**Tarefa curta a:** Transcreva sem alterações o trecho dos registros que começa na linha que contém "Where can you see the neighboring" e termina na linha que contém "column 312, row 179", incluindo essas duas linhas.

**Texto de leitura:**

'''

Lucas 26/01/2022
O "brasileirismo" na literatura: Quando um livro esbofeteia e afaga, condena e ensina
O que é um povo? Certamente, parte fundamental de determinada cultura, de determinada nação, mas o que ele é em seu âmago? Como um povo se forma? Através de uma cultura e/ou língua específica? Ou ele resulta da existência contínua de um grupo de pessoas que compartilham estas e muitas outras similaridades? E quando se pensa em "povo brasileiro", estes questionamentos ganham ainda mais força em nosso íntimo: por sermos brasileiros, sentimos que deveríamos saber responder isso, mas a pluralidade da nossa cultura, a extensão continental do nosso território e outras variáveis trazem a esta tarefa um grau considerável de complexidade.
O escritor baiano João Ubaldo Ribeiro (1941-2014) oferece uma perspectiva eficaz para o entendimento desta complexidade positiva através de Viva o Povo Brasileiro, lançado em 1984 e um dos melhores livros brasileiros de todos os tempos.
Tal pecha pode ser ousada, mas o futuro leitor concordará com tal rotulação. A obra é um "suco" de Brasil, puro, extravagante, vivo e com inevitáveis traços de amargor que se confundem com aquilo que entendemos de um cidadão brasileiro comum. Nenhuma outra obra ficcional conseguiu captar com tanta maestria a essência do que é o Brasil e, primordialmente, o povo que o compõe.
As sinopses mais comuns de Viva o Povo Brasileiro traduzem parte deste fascínio. No geral, elas falam de uma obra que se debruça por quatro séculos de existência do país, descrevendo a nação existente em cada um destes períodos. Tais informações traduzem sim essa grandeza literária e literal que o livro possui, mas precisam ser ressalvadas diante da estrutura do romance: dos vinte capítulos que o compõem, apenas três deles direcionam-se a um passado mais distante (século XVII) e ao "presente", os anos 30 e 70 do século XX. No restante, Viva o Povo Brasileiro se passa no século XIX, especialmente a partir do final dos anos 1820.

'''

**Registros do conjunto:**
'''

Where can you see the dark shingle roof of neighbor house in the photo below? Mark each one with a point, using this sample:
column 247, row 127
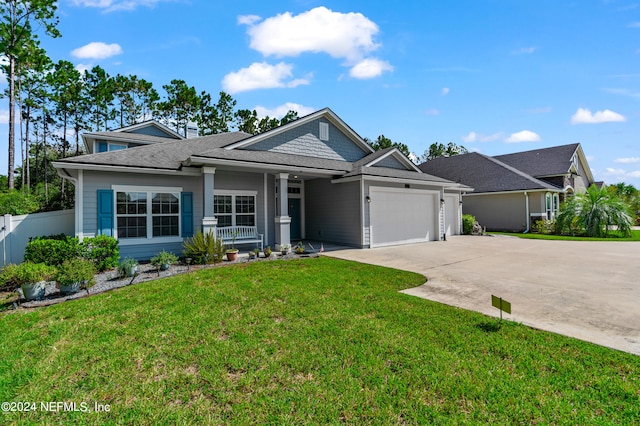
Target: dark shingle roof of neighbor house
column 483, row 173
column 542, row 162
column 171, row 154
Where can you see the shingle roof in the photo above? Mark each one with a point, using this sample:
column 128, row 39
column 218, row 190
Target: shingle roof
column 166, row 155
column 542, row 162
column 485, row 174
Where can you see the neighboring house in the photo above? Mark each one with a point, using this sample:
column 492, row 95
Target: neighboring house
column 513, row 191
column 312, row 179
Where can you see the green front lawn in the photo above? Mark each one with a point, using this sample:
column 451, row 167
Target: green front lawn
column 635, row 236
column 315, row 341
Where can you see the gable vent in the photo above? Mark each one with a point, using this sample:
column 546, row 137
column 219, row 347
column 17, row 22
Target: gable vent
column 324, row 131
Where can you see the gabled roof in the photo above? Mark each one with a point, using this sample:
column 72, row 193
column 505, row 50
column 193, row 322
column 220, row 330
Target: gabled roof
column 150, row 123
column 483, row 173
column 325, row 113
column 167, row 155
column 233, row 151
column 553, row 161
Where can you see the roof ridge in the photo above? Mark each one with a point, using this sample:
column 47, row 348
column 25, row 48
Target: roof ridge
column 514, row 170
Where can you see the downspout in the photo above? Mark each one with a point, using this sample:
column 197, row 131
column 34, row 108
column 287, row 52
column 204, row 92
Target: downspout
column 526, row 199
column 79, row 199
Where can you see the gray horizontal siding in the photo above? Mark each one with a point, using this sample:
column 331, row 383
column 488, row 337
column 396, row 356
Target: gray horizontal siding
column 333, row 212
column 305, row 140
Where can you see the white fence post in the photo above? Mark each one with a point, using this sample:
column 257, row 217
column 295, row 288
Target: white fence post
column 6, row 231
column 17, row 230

'''

**Tarefa curta b:** Reproduza fielmente o trecho do texto sobre o brasileirismo na literatura que começa nas palavras "O escritor baiano" e termina em "que o compõe.".

**Resposta da tarefa a:**
Where can you see the neighboring house in the photo above? Mark each one with a point, using this sample:
column 492, row 95
Target: neighboring house
column 513, row 191
column 312, row 179

**Resposta da tarefa b:**
O escritor baiano João Ubaldo Ribeiro (1941-2014) oferece uma perspectiva eficaz para o entendimento desta complexidade positiva através de Viva o Povo Brasileiro, lançado em 1984 e um dos melhores livros brasileiros de todos os tempos.
Tal pecha pode ser ousada, mas o futuro leitor concordará com tal rotulação. A obra é um "suco" de Brasil, puro, extravagante, vivo e com inevitáveis traços de amargor que se confundem com aquilo que entendemos de um cidadão brasileiro comum. Nenhuma outra obra ficcional conseguiu captar com tanta maestria a essência do que é o Brasil e, primordialmente, o povo que o compõe.